(Dataset records)
--------------------------------

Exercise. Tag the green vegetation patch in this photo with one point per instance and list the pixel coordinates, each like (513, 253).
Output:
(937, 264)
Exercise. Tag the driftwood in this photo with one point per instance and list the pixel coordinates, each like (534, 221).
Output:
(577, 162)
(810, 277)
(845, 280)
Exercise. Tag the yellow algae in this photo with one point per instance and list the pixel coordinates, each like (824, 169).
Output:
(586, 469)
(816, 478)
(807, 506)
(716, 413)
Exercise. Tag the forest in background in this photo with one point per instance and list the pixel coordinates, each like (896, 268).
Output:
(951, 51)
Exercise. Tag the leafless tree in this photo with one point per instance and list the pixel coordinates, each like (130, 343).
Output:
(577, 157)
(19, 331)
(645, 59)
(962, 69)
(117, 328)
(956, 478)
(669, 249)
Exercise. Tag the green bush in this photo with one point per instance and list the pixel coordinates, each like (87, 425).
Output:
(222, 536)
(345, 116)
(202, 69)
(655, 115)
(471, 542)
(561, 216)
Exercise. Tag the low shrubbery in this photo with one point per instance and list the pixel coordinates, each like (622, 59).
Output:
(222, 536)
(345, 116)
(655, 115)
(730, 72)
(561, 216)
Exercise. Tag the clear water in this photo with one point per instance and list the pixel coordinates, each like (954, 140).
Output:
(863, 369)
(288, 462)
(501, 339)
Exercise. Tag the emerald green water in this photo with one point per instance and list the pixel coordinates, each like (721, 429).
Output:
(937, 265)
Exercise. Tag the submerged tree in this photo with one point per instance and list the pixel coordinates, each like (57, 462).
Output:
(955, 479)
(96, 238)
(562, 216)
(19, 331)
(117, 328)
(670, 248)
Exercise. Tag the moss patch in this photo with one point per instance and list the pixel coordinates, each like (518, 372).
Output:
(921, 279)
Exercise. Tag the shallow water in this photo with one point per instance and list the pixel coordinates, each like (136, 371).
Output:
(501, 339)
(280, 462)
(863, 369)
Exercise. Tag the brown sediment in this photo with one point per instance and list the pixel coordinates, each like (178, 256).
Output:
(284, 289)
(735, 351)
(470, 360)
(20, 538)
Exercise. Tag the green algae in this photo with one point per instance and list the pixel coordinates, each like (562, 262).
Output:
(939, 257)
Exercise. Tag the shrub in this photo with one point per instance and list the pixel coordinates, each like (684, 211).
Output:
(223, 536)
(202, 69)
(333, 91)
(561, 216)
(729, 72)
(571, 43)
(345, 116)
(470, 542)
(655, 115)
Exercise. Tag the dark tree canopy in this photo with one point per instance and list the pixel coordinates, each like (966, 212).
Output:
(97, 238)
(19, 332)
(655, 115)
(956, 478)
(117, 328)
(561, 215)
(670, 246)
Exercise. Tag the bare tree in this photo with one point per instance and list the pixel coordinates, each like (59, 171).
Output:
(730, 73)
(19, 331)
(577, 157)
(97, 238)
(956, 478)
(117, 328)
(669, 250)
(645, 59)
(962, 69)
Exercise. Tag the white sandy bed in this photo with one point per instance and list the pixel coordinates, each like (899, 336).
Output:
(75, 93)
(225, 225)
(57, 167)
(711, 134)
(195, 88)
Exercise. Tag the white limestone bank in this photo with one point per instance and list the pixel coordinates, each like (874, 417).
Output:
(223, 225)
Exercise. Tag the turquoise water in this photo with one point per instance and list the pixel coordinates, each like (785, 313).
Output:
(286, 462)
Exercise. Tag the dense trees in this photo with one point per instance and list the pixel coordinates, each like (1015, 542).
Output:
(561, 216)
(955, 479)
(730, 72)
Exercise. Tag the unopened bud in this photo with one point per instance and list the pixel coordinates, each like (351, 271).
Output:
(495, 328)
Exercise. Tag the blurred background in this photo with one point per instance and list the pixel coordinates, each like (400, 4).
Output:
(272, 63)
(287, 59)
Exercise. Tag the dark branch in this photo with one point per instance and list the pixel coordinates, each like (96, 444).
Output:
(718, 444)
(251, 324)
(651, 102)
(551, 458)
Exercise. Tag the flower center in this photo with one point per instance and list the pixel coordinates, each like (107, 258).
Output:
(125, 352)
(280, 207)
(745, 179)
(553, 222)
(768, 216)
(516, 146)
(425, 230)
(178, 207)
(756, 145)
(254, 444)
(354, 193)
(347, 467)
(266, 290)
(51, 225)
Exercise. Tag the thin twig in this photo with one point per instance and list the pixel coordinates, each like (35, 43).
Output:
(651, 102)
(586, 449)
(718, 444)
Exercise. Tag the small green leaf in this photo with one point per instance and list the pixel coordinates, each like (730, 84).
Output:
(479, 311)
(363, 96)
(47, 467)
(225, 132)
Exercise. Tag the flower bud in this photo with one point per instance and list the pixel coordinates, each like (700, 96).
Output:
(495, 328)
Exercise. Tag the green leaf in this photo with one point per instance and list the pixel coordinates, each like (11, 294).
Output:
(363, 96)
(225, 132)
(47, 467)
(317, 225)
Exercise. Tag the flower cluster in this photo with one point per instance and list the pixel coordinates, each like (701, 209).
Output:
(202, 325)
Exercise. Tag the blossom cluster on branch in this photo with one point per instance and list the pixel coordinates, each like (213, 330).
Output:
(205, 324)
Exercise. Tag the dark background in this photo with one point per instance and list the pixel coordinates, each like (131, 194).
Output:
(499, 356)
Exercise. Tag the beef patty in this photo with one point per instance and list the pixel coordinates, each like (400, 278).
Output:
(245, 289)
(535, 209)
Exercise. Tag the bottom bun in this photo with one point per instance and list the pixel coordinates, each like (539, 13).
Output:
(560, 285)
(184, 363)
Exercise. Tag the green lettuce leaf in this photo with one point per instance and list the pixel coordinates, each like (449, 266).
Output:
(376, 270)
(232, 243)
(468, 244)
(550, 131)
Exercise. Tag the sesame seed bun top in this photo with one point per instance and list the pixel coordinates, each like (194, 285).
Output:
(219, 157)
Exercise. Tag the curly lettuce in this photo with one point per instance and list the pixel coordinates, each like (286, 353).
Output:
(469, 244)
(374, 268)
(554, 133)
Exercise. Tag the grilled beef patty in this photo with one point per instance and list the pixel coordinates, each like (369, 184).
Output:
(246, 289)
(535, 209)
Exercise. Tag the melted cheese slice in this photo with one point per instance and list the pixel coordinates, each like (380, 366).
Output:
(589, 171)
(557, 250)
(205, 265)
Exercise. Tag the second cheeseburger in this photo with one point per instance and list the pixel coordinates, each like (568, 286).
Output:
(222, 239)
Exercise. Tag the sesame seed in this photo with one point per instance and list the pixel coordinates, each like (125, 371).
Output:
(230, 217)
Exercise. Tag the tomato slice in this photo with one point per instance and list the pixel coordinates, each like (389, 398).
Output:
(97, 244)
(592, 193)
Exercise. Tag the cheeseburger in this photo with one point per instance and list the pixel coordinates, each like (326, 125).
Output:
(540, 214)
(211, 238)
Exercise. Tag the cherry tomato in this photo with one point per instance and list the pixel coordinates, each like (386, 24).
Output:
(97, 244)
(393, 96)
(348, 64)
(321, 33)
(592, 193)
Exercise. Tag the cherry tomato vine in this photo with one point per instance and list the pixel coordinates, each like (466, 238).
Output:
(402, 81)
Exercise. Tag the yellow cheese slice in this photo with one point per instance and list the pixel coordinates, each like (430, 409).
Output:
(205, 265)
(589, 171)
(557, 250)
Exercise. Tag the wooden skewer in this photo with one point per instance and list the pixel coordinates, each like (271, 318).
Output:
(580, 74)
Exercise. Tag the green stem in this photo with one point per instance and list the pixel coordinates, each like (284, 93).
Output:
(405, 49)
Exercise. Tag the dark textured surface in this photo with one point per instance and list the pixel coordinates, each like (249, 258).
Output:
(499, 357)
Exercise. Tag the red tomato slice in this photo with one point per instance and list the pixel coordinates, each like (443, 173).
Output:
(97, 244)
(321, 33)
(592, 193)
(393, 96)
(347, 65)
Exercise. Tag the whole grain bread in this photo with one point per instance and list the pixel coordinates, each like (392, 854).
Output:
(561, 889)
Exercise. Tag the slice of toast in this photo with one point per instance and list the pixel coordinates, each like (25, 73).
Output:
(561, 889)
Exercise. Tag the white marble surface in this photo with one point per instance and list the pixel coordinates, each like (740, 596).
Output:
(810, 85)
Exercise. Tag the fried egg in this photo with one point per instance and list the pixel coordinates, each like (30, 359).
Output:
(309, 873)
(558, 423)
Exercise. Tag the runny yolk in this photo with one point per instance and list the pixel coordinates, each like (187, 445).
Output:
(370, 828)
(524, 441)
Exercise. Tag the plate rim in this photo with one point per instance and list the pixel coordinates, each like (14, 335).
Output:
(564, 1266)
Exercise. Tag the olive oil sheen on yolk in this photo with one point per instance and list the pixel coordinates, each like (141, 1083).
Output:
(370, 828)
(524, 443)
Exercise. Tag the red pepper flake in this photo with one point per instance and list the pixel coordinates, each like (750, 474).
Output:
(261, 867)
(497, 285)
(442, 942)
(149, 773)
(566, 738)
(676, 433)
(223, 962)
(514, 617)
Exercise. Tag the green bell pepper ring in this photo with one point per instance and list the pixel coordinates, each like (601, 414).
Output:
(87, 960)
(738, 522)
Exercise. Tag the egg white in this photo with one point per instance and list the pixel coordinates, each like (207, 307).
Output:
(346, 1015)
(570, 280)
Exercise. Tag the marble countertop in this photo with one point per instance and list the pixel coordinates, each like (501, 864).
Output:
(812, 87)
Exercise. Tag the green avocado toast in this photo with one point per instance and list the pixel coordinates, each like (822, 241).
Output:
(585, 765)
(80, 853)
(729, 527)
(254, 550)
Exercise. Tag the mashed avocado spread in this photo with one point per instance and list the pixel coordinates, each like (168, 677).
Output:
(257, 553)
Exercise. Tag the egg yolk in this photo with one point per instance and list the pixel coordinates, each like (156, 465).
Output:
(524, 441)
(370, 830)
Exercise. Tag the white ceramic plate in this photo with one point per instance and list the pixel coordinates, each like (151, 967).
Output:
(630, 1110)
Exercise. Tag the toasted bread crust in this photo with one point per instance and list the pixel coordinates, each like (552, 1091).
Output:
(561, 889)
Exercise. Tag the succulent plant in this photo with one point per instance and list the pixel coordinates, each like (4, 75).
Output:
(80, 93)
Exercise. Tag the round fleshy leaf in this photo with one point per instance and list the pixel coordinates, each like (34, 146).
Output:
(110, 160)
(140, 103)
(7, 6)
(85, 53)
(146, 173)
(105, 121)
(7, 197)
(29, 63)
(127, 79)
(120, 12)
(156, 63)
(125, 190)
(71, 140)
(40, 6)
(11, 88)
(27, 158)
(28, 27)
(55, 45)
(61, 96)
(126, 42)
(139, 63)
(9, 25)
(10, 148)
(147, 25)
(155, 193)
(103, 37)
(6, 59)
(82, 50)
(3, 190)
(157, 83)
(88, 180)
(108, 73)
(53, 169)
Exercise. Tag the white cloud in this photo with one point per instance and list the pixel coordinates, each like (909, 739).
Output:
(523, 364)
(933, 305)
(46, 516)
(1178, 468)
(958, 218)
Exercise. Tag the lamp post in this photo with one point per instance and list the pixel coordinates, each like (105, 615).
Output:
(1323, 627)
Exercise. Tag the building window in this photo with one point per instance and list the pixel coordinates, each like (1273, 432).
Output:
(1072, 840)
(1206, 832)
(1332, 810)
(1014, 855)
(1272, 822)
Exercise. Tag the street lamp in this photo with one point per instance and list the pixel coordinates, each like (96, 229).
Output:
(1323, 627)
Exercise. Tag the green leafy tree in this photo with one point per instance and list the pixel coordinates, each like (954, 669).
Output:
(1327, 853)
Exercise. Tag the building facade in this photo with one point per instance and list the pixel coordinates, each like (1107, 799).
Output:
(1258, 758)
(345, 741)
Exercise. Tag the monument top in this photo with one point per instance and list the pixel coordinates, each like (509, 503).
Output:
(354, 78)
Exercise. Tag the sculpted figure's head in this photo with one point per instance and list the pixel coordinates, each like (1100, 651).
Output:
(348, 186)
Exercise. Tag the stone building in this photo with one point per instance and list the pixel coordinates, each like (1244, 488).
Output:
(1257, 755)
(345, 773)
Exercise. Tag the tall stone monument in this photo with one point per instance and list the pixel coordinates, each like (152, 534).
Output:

--------------------------------

=== To be done ===
Reproduce the records above exactly, starting with the line that contains "Exercise. Tag the building facade" and ending with the last line.

=== Task response ===
Exercise. Tag the building facade in this photo with one point per instance and list the pixel coordinates, each like (1107, 799).
Output:
(1258, 758)
(345, 741)
Exercise. Tag the monument top in this photo with one point per instance and list the pixel coordinates, each like (509, 503).
Output:
(354, 78)
Exercise. Tag the sculpted figure's head in this photo with one point per instance and list the pixel coordinates, each like (1100, 651).
Output:
(348, 186)
Exercise. Tag the stone building in this photo with one point per instance and list the pixel coordinates, each like (1244, 488).
Output:
(1257, 755)
(345, 773)
Exercise. Tag the tall stone monument in this photo with one point per instance and list the pixel coordinates, each like (152, 534).
Output:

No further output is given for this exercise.